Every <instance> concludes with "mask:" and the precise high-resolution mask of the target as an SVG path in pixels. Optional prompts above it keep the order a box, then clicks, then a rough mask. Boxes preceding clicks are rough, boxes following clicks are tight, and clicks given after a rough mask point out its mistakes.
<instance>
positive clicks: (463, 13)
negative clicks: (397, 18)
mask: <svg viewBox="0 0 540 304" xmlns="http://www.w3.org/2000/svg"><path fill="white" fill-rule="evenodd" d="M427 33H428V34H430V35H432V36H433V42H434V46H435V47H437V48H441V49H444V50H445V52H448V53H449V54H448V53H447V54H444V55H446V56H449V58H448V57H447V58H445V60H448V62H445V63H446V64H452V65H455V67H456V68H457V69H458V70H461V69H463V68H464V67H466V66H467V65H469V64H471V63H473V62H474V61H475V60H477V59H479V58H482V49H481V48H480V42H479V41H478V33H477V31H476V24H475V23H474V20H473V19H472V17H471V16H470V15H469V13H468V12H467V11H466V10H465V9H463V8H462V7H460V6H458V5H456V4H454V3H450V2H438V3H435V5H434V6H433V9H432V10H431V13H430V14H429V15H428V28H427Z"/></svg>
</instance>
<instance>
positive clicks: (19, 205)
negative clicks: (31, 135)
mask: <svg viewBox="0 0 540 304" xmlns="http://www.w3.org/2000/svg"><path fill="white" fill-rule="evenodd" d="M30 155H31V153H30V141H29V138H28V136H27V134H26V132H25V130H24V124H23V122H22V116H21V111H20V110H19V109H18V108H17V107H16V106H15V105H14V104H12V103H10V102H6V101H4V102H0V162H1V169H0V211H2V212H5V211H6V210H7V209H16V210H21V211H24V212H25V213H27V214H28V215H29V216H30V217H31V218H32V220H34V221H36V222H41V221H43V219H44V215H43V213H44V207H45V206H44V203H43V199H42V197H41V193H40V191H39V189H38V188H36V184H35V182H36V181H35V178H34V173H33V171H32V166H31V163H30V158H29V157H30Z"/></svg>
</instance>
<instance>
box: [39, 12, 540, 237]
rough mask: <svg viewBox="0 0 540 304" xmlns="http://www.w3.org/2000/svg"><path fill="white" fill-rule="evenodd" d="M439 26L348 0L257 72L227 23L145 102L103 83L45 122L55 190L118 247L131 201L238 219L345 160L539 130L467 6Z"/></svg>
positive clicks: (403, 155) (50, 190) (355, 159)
+ + + +
## What to work on
Among the lines of the data, which ones contain the word "positive"? Show them.

## Your response
positive clicks: (463, 13)
positive clicks: (19, 205)
positive clicks: (403, 155) (50, 190) (355, 159)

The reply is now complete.